> **Aim of the task**:
Every entry in the data that follows should come back exactly, pictures aside.

##### Data provided #####

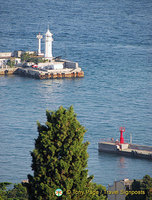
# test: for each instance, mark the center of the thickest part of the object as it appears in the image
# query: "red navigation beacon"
(122, 129)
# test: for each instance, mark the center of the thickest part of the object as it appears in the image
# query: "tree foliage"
(19, 192)
(144, 185)
(59, 160)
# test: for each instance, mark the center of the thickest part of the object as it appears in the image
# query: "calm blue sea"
(112, 41)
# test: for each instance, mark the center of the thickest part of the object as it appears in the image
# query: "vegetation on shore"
(59, 160)
(19, 192)
(59, 163)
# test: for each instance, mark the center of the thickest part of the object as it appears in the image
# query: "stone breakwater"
(39, 74)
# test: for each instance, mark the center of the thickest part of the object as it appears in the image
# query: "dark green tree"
(144, 185)
(59, 160)
(19, 192)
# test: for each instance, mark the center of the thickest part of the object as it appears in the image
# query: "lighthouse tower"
(39, 37)
(48, 45)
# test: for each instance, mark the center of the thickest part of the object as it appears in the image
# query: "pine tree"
(59, 160)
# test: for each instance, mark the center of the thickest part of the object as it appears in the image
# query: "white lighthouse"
(48, 45)
(39, 37)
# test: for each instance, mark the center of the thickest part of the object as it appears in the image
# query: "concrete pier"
(39, 74)
(8, 71)
(131, 150)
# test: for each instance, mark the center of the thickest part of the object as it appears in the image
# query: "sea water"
(112, 42)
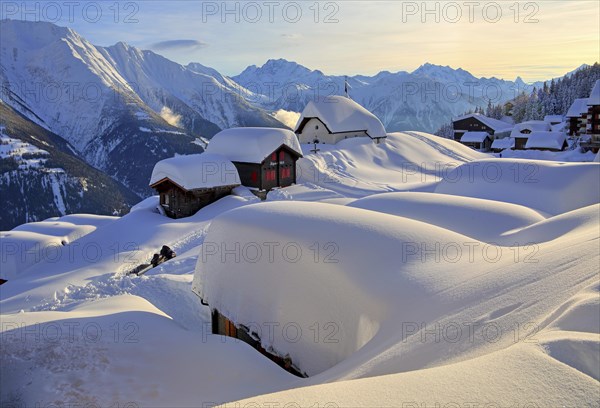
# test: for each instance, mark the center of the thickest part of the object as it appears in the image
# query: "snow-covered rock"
(252, 145)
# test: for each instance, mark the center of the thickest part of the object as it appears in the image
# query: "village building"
(498, 145)
(475, 122)
(186, 184)
(543, 140)
(553, 119)
(593, 120)
(521, 132)
(577, 117)
(477, 140)
(335, 118)
(265, 158)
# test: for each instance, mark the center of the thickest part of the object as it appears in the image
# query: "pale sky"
(544, 39)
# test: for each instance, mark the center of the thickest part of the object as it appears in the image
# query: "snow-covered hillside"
(121, 108)
(442, 290)
(41, 176)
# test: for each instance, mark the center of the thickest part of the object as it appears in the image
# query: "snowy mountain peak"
(278, 67)
(442, 72)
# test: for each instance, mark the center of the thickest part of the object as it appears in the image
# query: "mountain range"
(118, 110)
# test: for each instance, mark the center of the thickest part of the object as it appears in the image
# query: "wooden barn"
(476, 122)
(221, 325)
(265, 158)
(477, 140)
(186, 184)
(593, 119)
(499, 145)
(577, 117)
(521, 131)
(334, 118)
(550, 141)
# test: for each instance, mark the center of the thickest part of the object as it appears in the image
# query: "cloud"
(170, 117)
(288, 118)
(179, 45)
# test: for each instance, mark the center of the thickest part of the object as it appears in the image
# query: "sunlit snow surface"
(401, 320)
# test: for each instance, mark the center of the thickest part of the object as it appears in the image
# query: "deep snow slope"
(470, 296)
(404, 161)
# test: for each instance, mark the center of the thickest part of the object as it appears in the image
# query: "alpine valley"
(83, 125)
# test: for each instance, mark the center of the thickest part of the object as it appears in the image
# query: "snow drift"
(559, 187)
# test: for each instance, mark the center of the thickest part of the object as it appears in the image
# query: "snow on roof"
(578, 107)
(196, 171)
(553, 118)
(505, 143)
(546, 140)
(252, 145)
(495, 124)
(341, 114)
(532, 126)
(594, 98)
(474, 137)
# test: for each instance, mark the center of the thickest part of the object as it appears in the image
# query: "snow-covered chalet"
(258, 158)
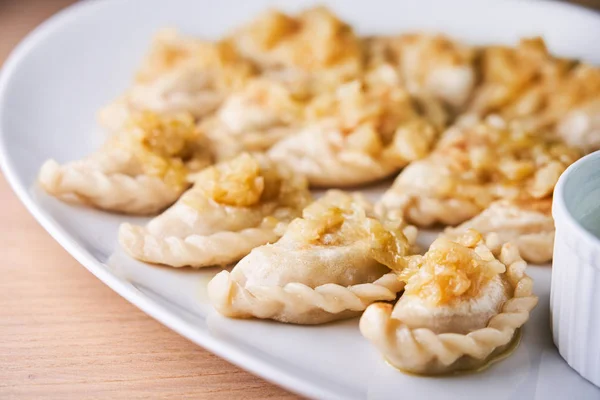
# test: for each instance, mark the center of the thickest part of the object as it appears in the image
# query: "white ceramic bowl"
(575, 290)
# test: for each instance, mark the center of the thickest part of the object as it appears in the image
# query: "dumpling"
(526, 224)
(180, 74)
(330, 264)
(364, 131)
(530, 88)
(309, 52)
(431, 66)
(232, 208)
(514, 79)
(253, 119)
(475, 163)
(580, 127)
(140, 170)
(463, 304)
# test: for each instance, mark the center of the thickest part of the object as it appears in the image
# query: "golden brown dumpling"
(475, 163)
(463, 303)
(232, 208)
(362, 132)
(330, 264)
(140, 170)
(526, 224)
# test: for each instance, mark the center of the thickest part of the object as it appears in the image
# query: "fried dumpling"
(526, 224)
(430, 66)
(311, 51)
(232, 208)
(364, 131)
(253, 119)
(536, 91)
(330, 264)
(140, 170)
(474, 164)
(462, 304)
(180, 74)
(580, 127)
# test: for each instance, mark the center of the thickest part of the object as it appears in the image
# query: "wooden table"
(63, 333)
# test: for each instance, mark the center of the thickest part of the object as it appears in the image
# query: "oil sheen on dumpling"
(233, 207)
(310, 52)
(527, 224)
(462, 304)
(140, 170)
(362, 132)
(330, 264)
(180, 74)
(474, 164)
(253, 119)
(431, 66)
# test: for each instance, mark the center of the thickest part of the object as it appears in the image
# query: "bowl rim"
(561, 213)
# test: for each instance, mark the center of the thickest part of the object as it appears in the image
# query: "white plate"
(58, 77)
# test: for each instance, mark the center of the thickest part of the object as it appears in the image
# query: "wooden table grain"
(63, 333)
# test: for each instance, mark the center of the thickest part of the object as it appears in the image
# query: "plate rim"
(149, 306)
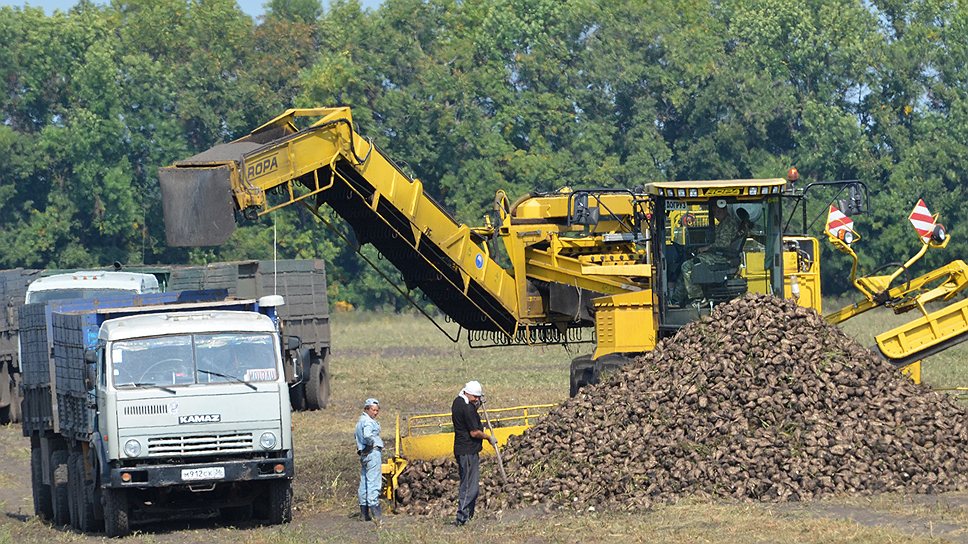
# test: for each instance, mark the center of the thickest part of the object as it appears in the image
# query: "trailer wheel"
(41, 491)
(61, 514)
(116, 513)
(82, 495)
(317, 386)
(297, 396)
(280, 502)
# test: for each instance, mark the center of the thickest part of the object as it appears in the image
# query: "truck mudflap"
(201, 474)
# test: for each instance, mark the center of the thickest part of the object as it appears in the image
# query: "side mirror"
(856, 202)
(90, 370)
(584, 214)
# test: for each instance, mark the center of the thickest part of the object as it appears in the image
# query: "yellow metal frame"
(431, 436)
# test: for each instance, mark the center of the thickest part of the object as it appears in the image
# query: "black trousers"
(469, 468)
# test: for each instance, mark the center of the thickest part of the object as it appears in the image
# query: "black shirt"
(466, 419)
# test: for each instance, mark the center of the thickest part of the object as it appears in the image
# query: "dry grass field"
(412, 368)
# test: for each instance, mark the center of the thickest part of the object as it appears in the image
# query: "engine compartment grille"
(205, 444)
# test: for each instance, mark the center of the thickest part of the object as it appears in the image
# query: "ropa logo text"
(200, 418)
(725, 191)
(261, 168)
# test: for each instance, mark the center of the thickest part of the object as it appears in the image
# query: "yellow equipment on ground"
(431, 436)
(602, 266)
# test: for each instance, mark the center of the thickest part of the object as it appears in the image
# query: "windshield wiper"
(150, 384)
(233, 378)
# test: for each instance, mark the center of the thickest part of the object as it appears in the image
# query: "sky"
(251, 7)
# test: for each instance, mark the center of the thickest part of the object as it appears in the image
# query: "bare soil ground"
(406, 363)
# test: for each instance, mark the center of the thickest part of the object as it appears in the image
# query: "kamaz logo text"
(261, 168)
(200, 418)
(725, 191)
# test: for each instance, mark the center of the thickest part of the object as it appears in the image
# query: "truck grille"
(146, 410)
(205, 444)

#####

> **Your solution**:
# test: for each instance, mark the center of the thickest part of the object as it appears in the image
# query: "red navigation beacon"
(122, 129)
# test: for each instance, mark the center of the thickest part of the object as it appears in the image
# query: "tree foliage"
(19, 192)
(144, 185)
(59, 160)
# test: for each instance, mark the center of the thickest part of the object as it appears in the image
# query: "calm blue sea"
(112, 41)
# test: for each instance, mark the center of the thickest part of the object as it appears in the image
# query: "vegetation on shore"
(59, 160)
(19, 192)
(59, 163)
# test: for each instance, mark the center of the thickest part of the object as it appears in the image
# query: "stone breakwater"
(39, 74)
# test: for each instance, mark the center of the thickest part of the object as it appears in the image
# query: "dark green tree"
(144, 185)
(59, 160)
(19, 192)
# test: for each instance, mark the center of the thickest part of the object as it appears in the image
# query: "lighthouse tower"
(39, 37)
(48, 45)
# test: for each instance, mark the center of the thickest part of the object as it appears in the image
# query: "pine tree"
(59, 160)
# test: for each instance, mark the center of the thickest part of the object as it appears in the image
# query: "white lighthouse"
(48, 45)
(39, 37)
# test: for each instance, mark the center of the thickest part of the object as it appears in the image
# query: "concrete pier"
(39, 74)
(8, 71)
(131, 150)
# test: for each instance, mark the center of the thickest part of the object as it appears in the image
# query: "sea water"
(112, 42)
# test: for each instance, mark the center of the thickest part of the object as it appears in the image
# query: "snow-covered rock"
(252, 145)
# test: for each instance, mark the center of the thickest part of the object as it appears in the image
# query: "village building"
(498, 145)
(475, 122)
(186, 184)
(543, 140)
(553, 119)
(593, 120)
(521, 132)
(577, 117)
(477, 140)
(335, 118)
(265, 158)
# test: for each instance, mark the center of the thickest part of the object as it appears in the image
# query: "pale sky"
(544, 39)
# test: for each instance, mark the center of the thickest part of the object as it appears in the image
# query: "snow-covered hillside"
(121, 108)
(442, 290)
(41, 176)
# test: for each instance, mark the center of the thickest part of the object as it appears in the image
# query: "snowy mountain peak"
(278, 67)
(442, 72)
# test: for each instance, mark the center of the thickest part of the object as it appears in the image
# query: "mountain range"
(118, 110)
# test: for each instance, mark the center of the thickest part of the object as it appears in the image
# query: "wooden barn"
(476, 122)
(221, 325)
(265, 158)
(477, 140)
(186, 184)
(593, 119)
(499, 145)
(577, 117)
(521, 131)
(334, 118)
(550, 141)
# test: for each instance, mark the center of the thickest part of the object as it appears in the image
# query: "cloud"
(170, 117)
(288, 118)
(179, 45)
# test: for each instance, mark the center of the thickest part of the object as it appears in the image
# query: "sunlit snow surface"
(401, 320)
# test: for each instance, mark the center of the thickest part of the object as it appears in the image
# query: "deep snow slope"
(470, 296)
(404, 161)
# test: for each instance, mark the center of the thickest part of the object as it appears in the image
# query: "alpine valley"
(83, 125)
# test: for each instance, mark the center of the thickest part of the object as it appears in the image
# query: "snow drift"
(559, 187)
# test: for each instance, mark the center of the thickest part of the object as it appears in the image
# query: "snow on roof"
(578, 107)
(196, 171)
(553, 118)
(505, 143)
(546, 140)
(252, 145)
(495, 124)
(341, 114)
(532, 126)
(594, 98)
(474, 137)
# test: for each instance, mark the center of the thickest part of the object as it appears in the image
# query: "snow-covered chalet"
(258, 158)
# test: for each instance, mark the center of the thickest part of the object as it appears in the image
# query: "white ceramic bowl"
(575, 290)
# test: for each instance, mark the center of the thickest part of the object as it appears in the image
# query: "dumpling"
(526, 224)
(180, 74)
(330, 264)
(364, 131)
(530, 88)
(309, 52)
(431, 66)
(232, 208)
(514, 79)
(253, 119)
(475, 163)
(580, 127)
(140, 170)
(463, 304)
# test: for each instance, mark the center of the thickest part of the object as it appears in the image
# query: "golden brown dumpling"
(475, 163)
(463, 303)
(232, 208)
(362, 132)
(330, 264)
(140, 170)
(526, 224)
# test: for each instance, mark the center of the thickest part of the object as it appears in the image
# query: "fried dumpling"
(526, 224)
(430, 66)
(311, 51)
(232, 208)
(364, 131)
(253, 119)
(536, 91)
(330, 264)
(140, 170)
(474, 164)
(462, 304)
(180, 74)
(580, 127)
# test: for each instance, mark the center of the thickest part of the object as it appears in the image
# query: "wooden table"
(63, 333)
# test: for each instance, mark the center of the thickest part of the object as it appears in the image
# query: "oil sheen on dumpling"
(233, 207)
(310, 52)
(527, 224)
(462, 304)
(140, 170)
(362, 132)
(330, 264)
(180, 74)
(474, 164)
(253, 119)
(431, 66)
# test: for each instance, mark the center of the thickest part of the object as it appears in the image
# query: "bowl rim"
(561, 213)
# test: for each instance, mark the center of the thickest part of the object as it appears in the image
# query: "white plate"
(58, 77)
# test: for each instance, mark the center of the thickest part of the object as it appears in the image
# query: "wooden table grain"
(63, 333)
# test: for each instance, mark the center of the thickest part of the object as it appears in the image
# query: "plate rim"
(149, 306)
# test: for each instance, mark the center of the thickest part of the object as it appears in the image
# query: "trailer wheel"
(41, 491)
(61, 514)
(116, 513)
(82, 495)
(317, 386)
(297, 396)
(280, 502)
# test: for each instance, mark the center of the thickest part of the object as it appears in the image
# query: "truck mudflap"
(201, 474)
# test: for each instance, mark the center of the thickest part of the object as it appears in the image
# query: "side mirror"
(856, 202)
(90, 370)
(584, 214)
# test: for each instance, mark the center of the thickest part of the object as it appears in the image
# query: "yellow metal frame"
(431, 436)
# test: for each instance, mark the center of the thickest part of the object as it appears in the image
# query: "black trousers"
(469, 468)
# test: for each instance, mark the center of the thickest part of the object as it appears in the image
# query: "black shirt"
(466, 419)
# test: for each instance, mark the center of the thickest part of the object as it appears in the image
# query: "dry grass field"
(412, 368)
# test: for each instance, mark the center of the thickest part of the object as it appears in the image
# query: "engine compartment grille"
(205, 444)
# test: for each instance, mark the center of the thickest part of the object as it appears in the image
# query: "ropa logo text"
(200, 418)
(725, 191)
(261, 168)
# test: for each instance, mark the center of the thickest part of the object as it appears in the image
# query: "yellow equipment on ground"
(431, 436)
(602, 266)
# test: for each instance, mark the center of the thickest part of the object as it appears in the image
# query: "windshield wiper"
(150, 384)
(233, 378)
# test: for each instance, mark the center of the thickest part of the object as it appears in the image
# query: "sky"
(251, 7)
# test: for each instance, mark the center of the thickest part of the object as it appears in the image
# query: "bare soil ground"
(406, 363)
# test: for each instance, mark the center of the thickest part of the object as it appears in the image
# query: "kamaz logo text"
(261, 168)
(200, 418)
(725, 191)
# test: for each instance, mark the center of the thickest part of the object as it appears in the image
# query: "truck grille"
(146, 410)
(205, 444)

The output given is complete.